(Beginning of Reading text)

British religious scholar (1896–1979)

Donald Macleod Matheson (occasionally only MacLeod Matheson) CBE (1896–1979) was a member of the War Works Commission, and Secretary to the National Trust from 1934 to 1945. Active within the Traditionalist School as a translator and author, he founded The Matheson Trust for the study of comparative religion. He was a sibling of Hilda Matheson. As the National Trust secretary, he was at the receiving end of some of the Ferguson's Gang’s exploits.

==Life==
Born into an aristocratic Scottish family, Matheson was educated at Balliol College, Oxford. After serving in the artillery during World War I, he held the post of Secretary to the National Trust, which with the years earned him an appointment as CBE in 1945. Matheson was a close friend of G. E. H. Palmer (author and translator of the Eastern Orthodox text, the Philokalia). He worked as a Director for John Smedley until his retirement in 1967. Matheson maintained associations with Perennialist authors for many years, and his translations of French works by Schuon and Burckhardt were published in the UK, India and Pakistan. Some of his translations were made in collaboration with Buddhist scholar Marco Pallis.

==Works==
===Books===
- The National Trust: A Record of Fifty Years' Achievement (contributor). London: B.T. Batsford, Ltd., 1946.

(End of Reading text)
(Beginning of The data)

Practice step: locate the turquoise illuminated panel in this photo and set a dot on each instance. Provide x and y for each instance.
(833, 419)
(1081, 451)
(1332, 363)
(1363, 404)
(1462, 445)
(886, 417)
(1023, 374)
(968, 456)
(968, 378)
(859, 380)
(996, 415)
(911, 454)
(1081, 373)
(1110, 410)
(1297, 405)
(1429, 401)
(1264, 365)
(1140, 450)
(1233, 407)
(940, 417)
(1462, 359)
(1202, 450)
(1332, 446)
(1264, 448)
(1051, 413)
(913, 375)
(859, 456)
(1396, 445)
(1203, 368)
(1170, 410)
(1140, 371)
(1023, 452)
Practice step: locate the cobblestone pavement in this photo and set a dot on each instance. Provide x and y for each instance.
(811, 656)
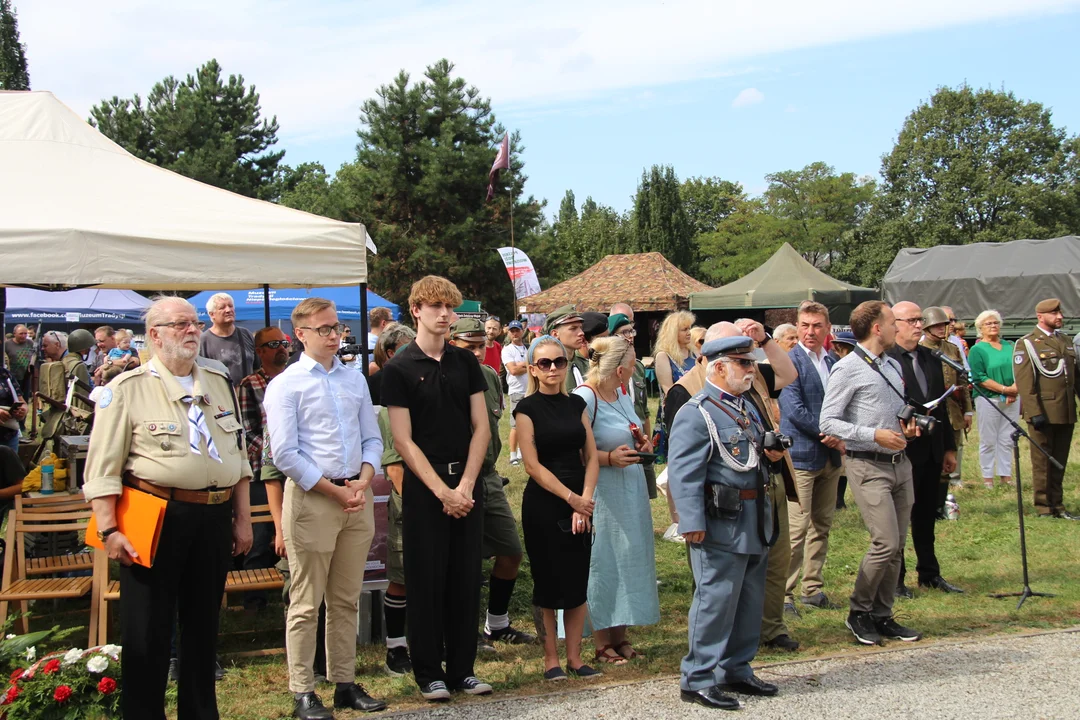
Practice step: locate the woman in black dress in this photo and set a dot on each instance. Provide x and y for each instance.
(556, 444)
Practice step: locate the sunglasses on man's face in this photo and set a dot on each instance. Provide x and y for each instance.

(End of The data)

■ To do:
1. Translate this sentence from the text on Donald Macleod Matheson into Spanish: "Born into an aristocratic Scottish family, Matheson was educated at Balliol College, Oxford."
2. Output the passage of the text on Donald Macleod Matheson starting with "British religious scholar" and going on through "Ferguson's Gang’s exploits.".

■ Completed exercise:
1. Nacido en una familia aristocrática escocesa, Matheson se educó en el Balliol College de Oxford.

2.
British religious scholar (1896–1979)

Donald Macleod Matheson (occasionally only MacLeod Matheson) CBE (1896–1979) was a member of the War Works Commission, and Secretary to the National Trust from 1934 to 1945. Active within the Traditionalist School as a translator and author, he founded The Matheson Trust for the study of comparative religion. He was a sibling of Hilda Matheson. As the National Trust secretary, he was at the receiving end of some of the Ferguson's Gang’s exploits.